_Task goal:_ An exact copy of all the entries is what is needed here.

Data entries:

========================================================================

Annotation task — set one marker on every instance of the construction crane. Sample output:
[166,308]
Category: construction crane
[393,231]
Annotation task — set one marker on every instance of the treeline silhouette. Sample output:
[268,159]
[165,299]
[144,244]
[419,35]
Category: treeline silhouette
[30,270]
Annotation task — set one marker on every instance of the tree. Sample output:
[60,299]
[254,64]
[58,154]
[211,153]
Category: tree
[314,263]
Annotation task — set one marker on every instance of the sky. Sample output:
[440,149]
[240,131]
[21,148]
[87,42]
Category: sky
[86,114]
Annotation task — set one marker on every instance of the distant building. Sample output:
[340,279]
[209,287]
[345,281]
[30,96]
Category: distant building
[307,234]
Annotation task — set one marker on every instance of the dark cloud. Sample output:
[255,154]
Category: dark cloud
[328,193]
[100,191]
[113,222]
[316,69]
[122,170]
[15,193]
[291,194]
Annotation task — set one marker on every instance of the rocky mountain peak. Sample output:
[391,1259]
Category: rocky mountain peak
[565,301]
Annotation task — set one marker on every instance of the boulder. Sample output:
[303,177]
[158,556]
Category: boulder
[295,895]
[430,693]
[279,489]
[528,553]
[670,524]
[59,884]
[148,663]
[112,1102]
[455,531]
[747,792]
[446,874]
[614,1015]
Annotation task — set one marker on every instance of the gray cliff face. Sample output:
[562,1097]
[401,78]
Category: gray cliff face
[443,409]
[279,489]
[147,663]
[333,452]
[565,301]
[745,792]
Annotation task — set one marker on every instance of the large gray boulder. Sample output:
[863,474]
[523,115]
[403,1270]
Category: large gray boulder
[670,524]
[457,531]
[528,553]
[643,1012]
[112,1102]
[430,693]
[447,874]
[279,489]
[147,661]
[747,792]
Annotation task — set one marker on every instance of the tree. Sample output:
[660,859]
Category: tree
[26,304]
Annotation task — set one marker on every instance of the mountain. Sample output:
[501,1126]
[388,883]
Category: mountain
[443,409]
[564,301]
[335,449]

========================================================================

_Output for this task:_
Annotation task — set one marker on every instance of the construction crane. Sample output:
[166,308]
Category: construction crane
[393,231]
Annotation task — set one marker on every instance of the treeline silhouette. Sample output:
[268,159]
[165,299]
[144,244]
[419,35]
Category: treeline silhouette
[30,270]
Annotation task — set one marker on every instance of the tree. Sample output:
[60,299]
[254,64]
[58,154]
[211,153]
Category: tree
[314,263]
Annotation task — set one marker on every instance of the sky. Sample output:
[440,149]
[240,131]
[21,148]
[87,42]
Category: sky
[86,114]
Annotation task — set one marker on every instance of the distant building. Sample output:
[340,279]
[209,287]
[345,281]
[30,96]
Category: distant building
[307,234]
Annotation task — set one marker on every instance of the dark cloud. Sample output:
[255,154]
Category: dark cloud
[328,193]
[100,191]
[113,222]
[316,69]
[122,170]
[15,193]
[291,194]
Annotation task — set one marker on every instance of the rocky mountain peak. Sample output:
[391,1259]
Category: rocky mountain peak
[565,301]
Annotation task — set one marker on every instance of the boulder. Sample output:
[303,177]
[158,556]
Category: boulder
[295,895]
[430,693]
[279,489]
[528,553]
[670,524]
[59,884]
[148,663]
[112,1102]
[455,531]
[747,792]
[446,874]
[614,1015]
Annotation task — set one marker on every instance of the gray cliff face. Sample output:
[562,1097]
[401,78]
Category: gray cliff face
[443,409]
[279,489]
[147,663]
[333,452]
[565,301]
[745,792]
Annotation task — set one marker on every instance of the large gray boulder. Sample output:
[863,474]
[523,115]
[403,1270]
Category: large gray boulder
[670,524]
[457,531]
[528,553]
[643,1012]
[112,1102]
[430,693]
[447,874]
[279,489]
[147,661]
[747,792]
Annotation task — set one marker on every instance of the tree. Sample output:
[660,859]
Category: tree
[26,304]
Annotation task — set one marker on every instance of the mountain. Sample output:
[501,1126]
[388,883]
Category: mountain
[443,409]
[564,301]
[335,449]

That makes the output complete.